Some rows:
════════════════

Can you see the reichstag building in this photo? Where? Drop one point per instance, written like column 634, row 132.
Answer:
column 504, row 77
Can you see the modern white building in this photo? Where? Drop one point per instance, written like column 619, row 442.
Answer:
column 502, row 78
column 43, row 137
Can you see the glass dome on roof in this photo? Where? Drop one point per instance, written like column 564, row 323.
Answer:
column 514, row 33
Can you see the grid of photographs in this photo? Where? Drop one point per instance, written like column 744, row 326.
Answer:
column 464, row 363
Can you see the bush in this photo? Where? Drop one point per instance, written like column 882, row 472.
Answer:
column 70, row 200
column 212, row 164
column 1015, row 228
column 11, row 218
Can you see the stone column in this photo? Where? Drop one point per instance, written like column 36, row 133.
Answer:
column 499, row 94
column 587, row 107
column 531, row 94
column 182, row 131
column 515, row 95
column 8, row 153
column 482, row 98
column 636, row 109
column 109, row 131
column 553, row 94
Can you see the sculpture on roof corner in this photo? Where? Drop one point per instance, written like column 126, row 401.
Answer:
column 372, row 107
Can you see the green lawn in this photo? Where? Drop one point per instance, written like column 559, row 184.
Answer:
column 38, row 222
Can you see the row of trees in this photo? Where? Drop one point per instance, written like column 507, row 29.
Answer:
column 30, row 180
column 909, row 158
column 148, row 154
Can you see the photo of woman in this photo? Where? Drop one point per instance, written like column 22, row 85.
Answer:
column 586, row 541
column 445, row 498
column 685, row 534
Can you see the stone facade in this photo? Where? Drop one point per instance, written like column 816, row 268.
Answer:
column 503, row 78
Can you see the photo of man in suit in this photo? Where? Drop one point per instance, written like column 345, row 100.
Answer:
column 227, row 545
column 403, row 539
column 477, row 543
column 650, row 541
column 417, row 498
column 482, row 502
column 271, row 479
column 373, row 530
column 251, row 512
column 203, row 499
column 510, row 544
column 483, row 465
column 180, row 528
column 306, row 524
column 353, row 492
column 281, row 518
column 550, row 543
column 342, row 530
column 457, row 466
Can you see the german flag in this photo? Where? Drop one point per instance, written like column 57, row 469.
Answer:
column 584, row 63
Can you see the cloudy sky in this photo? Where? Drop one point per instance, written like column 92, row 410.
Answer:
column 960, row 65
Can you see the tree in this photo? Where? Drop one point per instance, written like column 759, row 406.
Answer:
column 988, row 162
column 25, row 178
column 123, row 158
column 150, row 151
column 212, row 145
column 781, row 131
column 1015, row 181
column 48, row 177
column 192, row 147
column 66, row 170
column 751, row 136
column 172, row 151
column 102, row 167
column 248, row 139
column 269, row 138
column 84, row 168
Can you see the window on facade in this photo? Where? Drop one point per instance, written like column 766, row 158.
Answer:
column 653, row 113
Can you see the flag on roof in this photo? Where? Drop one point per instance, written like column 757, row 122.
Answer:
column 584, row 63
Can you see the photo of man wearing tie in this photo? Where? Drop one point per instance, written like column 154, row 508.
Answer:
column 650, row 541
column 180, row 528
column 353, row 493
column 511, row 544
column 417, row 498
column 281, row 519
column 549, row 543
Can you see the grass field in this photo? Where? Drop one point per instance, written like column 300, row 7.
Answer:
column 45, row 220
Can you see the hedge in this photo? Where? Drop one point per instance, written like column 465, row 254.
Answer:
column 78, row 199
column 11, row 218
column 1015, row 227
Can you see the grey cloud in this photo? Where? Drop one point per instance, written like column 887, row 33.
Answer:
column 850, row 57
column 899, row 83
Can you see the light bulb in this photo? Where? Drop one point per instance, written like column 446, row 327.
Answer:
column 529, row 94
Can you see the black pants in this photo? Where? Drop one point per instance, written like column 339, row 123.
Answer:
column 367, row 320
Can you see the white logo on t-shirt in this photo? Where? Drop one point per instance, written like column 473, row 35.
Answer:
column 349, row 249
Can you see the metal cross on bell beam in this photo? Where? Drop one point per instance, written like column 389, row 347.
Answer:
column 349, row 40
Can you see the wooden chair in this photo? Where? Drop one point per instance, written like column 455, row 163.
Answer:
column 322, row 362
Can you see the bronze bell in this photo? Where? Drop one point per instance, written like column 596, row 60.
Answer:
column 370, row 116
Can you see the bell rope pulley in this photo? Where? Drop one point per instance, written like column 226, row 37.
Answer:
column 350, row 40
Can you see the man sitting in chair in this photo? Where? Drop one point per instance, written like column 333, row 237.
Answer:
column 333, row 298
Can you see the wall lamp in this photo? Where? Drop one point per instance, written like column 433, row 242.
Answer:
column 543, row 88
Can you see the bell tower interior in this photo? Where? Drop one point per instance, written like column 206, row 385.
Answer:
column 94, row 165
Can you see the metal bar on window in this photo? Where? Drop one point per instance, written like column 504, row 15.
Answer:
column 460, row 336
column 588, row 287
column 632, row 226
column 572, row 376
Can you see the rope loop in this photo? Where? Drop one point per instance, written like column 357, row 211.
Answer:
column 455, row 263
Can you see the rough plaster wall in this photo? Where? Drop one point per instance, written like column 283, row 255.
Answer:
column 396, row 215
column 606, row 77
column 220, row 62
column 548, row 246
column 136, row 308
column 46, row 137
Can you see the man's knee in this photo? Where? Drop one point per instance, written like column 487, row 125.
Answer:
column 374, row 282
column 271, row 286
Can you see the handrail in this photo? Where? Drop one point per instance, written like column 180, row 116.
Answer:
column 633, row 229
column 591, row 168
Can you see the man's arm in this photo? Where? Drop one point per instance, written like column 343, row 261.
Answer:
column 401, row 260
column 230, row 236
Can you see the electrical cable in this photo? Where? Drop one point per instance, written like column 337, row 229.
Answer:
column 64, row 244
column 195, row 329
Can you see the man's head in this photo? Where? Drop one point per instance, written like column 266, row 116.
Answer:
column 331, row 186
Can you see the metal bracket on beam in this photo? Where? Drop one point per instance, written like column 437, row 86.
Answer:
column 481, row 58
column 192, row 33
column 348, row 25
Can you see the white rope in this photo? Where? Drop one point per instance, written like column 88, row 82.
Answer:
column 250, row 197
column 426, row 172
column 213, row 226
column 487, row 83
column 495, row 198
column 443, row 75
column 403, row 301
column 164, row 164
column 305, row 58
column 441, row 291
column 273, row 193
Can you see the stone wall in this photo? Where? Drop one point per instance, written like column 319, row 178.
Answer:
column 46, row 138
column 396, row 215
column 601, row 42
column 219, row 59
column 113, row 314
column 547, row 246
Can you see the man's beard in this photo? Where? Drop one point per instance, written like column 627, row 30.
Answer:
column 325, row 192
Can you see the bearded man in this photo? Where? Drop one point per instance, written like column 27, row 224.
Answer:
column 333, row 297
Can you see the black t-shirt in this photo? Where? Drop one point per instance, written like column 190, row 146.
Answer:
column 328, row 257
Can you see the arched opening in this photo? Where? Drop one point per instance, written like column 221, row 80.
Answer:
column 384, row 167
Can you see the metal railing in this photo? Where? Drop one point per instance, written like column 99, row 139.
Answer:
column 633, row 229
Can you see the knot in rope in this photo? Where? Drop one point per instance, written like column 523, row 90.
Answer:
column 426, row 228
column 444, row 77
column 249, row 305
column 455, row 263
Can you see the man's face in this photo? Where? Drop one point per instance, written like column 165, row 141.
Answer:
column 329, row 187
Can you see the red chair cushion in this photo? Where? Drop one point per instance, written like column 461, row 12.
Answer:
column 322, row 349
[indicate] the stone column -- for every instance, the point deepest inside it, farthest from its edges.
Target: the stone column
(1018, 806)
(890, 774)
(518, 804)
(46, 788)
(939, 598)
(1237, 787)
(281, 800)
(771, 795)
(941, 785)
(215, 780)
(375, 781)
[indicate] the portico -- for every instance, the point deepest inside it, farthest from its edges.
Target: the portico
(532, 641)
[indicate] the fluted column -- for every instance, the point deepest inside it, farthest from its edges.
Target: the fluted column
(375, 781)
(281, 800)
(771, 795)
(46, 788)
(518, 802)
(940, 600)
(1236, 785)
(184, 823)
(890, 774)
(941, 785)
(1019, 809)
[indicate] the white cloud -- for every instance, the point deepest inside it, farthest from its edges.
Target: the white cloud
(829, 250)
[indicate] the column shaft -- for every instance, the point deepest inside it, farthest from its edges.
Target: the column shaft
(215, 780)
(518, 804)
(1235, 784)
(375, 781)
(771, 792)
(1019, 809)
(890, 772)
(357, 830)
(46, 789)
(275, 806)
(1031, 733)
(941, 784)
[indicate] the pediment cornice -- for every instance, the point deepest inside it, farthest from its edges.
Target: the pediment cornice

════════════════

Your objective> Reproduce the lines starting at the one containing "Can you see the metal cross" and ending at the one containing "column 572, row 376", replacing "bronze bell" with "brass bell" and leaving everything else unchanged.

Complete answer>
Can you see the metal cross on bell beam in this photo? Where? Drop one point per instance, written like column 389, row 347.
Answer:
column 349, row 40
Can you see the wooden chair in this photo? Where? Drop one point per instance, written like column 455, row 163.
Answer:
column 322, row 362
Can you see the brass bell in this photo? Where? Drop one point per instance, written like column 596, row 60.
Answer:
column 370, row 116
Can you see the bell rope pulley in this photo? Where? Drop one point per instance, written like column 226, row 37.
Answer:
column 350, row 40
Can you see the man sitting in chair in this photo? Where? Drop one point per instance, written like column 333, row 237.
Answer:
column 333, row 298
Can you see the wall lamp in this photo? Where? Drop one point per instance, written like column 433, row 242.
Answer:
column 543, row 88
Can you see the bell tower interior in this photo? Where? Drop one point per instance, written like column 206, row 385.
Answer:
column 94, row 165
Can you see the metal bar on window in this photo? Where? Drop one point per instance, written like column 504, row 15.
Answer:
column 460, row 336
column 588, row 287
column 632, row 226
column 572, row 376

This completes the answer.